Instrucción dada:
Presenta todas las líneas del material que sigue como una lista numerada y omite las líneas en blanco.

========================

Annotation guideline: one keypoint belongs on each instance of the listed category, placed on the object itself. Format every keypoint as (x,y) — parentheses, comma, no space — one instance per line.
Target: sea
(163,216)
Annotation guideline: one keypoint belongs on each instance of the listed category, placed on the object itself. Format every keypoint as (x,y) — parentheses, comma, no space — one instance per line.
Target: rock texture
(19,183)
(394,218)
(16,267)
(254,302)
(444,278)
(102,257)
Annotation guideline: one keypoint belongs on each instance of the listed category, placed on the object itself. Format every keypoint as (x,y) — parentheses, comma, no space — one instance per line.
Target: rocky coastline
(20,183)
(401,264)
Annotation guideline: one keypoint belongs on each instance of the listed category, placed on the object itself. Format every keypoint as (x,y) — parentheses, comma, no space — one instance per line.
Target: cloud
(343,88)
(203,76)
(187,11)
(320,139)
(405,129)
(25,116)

========================

La solución:
1. Annotation guideline: one keypoint belongs on each instance of the listed category, placed on the object itself. Format every keypoint as (x,y) — parentheses, comma, no space — one instance per line.
2. Target: sea
3. (163,216)
4. Annotation guideline: one keypoint belongs on each instance of the listed category, placed on the object itself. Format every keypoint as (x,y) — parentheses, comma, no space — one instance per line.
5. Target: rock texture
6. (19,183)
7. (394,218)
8. (16,267)
9. (254,302)
10. (444,278)
11. (102,257)
12. Annotation guideline: one keypoint belongs on each instance of the listed category, placed on the object itself. Format every keypoint as (x,y) — parentheses, comma, no space — one instance per line.
13. Target: rocky coastline
14. (20,183)
15. (401,264)
16. Annotation guideline: one keypoint belongs on each instance of the listed category, placed on the object itself. Format every keypoint as (x,y) — parentheses, comma, no space — one instance per line.
17. Target: cloud
18. (343,88)
19. (203,76)
20. (187,11)
21. (320,139)
22. (405,129)
23. (25,116)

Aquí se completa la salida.